Этой версии "варяжской легенды" следует и Воскресенская летопись, соединяющая сюжет о Гостомысле из "Сказания о князьях Владимирских" с мотивом призвания князей для суда "во правду" из Немец. Отметим, что та же летопись расширяет первую вставку о старейшине Гостомысле за счет других "новгородских" мотивов: "О Великом Новеграде и о Руси. И пришедше словене с Дуная и седше у езера Ладожьскаго, и оттоле прииде и седоша около озера Илменя, и прозвашася иным именем, и нарекошася Русь рекы ради Руссы, иже впадоша во езеро Илмень; и умножився им, и соделаша град и нарекоша Новград, и посадиша старейшину Гостомысла" [12. С. 345, 353–354]. Маршрут словен от Ладожского озера к Ильменю напоминает ипатьевский вариант Начальной летописи, где призванный князь Рюрик со своей русью основывает сначала Ладогу, а потом Новгород, тем более, что речь в Воскресенской летописи действительно идет о новгородском происхождении руси. Характерное для позднего летописания возведение исторических реалий – в частности, имени русь – к топонимам еще раз напоминает о Прусской улице Новгорода в связи с "прусским" происхождением Рюрика (впрочем, впоследствии и сама Пруссия могла интерпретироваться как Порусье и т.п.). Этот новгородский контекст легенды о Гостомысле позволяет предполагать некий новгородский сценарий для его роли в призвании князей, не устраивавший великокняжеских книжников.

 

Едва ли предполагаемая новгородская легенда о Гостомысле носила фольклорный характер: само имя Гостомысл не имеет прямых аналогов в "живой" антропонимии Новгорода (один раз в берестяных грамотах встречено женское имя Гостята), хотя польские и даже балтийско-славянские параллели [15. С. 66–67] позволяют считать эту двусоставную форму имени естественной для славянских (и праславянского) языков. Значение этого имени – "мыслящий о гостях" – соответствовало новгород­скому восприятию, княжеской власти, при котором князь – приглашенный извне чужак, чужеземец, каковыми были призванные "от немец" первые князья. Подобный "промыслитель" известен западнославянской книжной традиций, не повлиявшей прямо на восточнославянскую, но имеющей для нее определенное значение в сравнительном аспекте.

**Записи**

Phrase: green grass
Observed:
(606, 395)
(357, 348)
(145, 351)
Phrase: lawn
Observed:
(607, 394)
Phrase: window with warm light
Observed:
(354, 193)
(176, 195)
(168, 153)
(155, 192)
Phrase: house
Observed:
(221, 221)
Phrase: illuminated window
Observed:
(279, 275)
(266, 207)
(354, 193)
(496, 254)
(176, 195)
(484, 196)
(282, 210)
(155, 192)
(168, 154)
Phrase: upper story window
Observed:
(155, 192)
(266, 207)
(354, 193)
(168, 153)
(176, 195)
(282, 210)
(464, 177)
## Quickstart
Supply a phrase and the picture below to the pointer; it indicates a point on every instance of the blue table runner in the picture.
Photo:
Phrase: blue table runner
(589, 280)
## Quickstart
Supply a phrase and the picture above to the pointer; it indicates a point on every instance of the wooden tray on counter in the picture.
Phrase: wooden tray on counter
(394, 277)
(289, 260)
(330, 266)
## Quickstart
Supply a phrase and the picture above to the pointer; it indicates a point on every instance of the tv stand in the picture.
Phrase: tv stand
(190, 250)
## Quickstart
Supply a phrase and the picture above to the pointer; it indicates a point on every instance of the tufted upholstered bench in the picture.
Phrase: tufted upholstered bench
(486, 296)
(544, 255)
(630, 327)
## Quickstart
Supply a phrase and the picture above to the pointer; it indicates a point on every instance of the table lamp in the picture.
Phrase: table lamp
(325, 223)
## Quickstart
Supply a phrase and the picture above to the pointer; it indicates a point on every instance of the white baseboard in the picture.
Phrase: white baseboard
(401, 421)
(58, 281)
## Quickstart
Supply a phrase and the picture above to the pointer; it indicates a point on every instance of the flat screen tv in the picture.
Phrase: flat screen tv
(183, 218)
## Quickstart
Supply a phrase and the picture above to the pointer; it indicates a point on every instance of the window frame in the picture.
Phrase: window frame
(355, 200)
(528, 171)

**Задание**
Выведите без изменений часть фрагмента о легенде про Гостомысла, начиная со слов «Едва ли предполагаемая» и далее вплоть до слов «в сравнительном аспекте.» включительно.

**Полное решение**
Едва ли предполагаемая новгородская легенда о Гостомысле носила фольклорный характер: само имя Гостомысл не имеет прямых аналогов в "живой" антропонимии Новгорода (один раз в берестяных грамотах встречено женское имя Гостята), хотя польские и даже балтийско-славянские параллели [15. С. 66–67] позволяют считать эту двусоставную форму имени естественной для славянских (и праславянского) языков. Значение этого имени – "мыслящий о гостях" – соответствовало новгород­скому восприятию, княжеской власти, при котором князь – приглашенный извне чужак, чужеземец, каковыми были призванные "от немец" первые князья. Подобный "промыслитель" известен западнославянской книжной традиций, не повлиявшей прямо на восточнославянскую, но имеющей для нее определенное значение в сравнительном аспекте.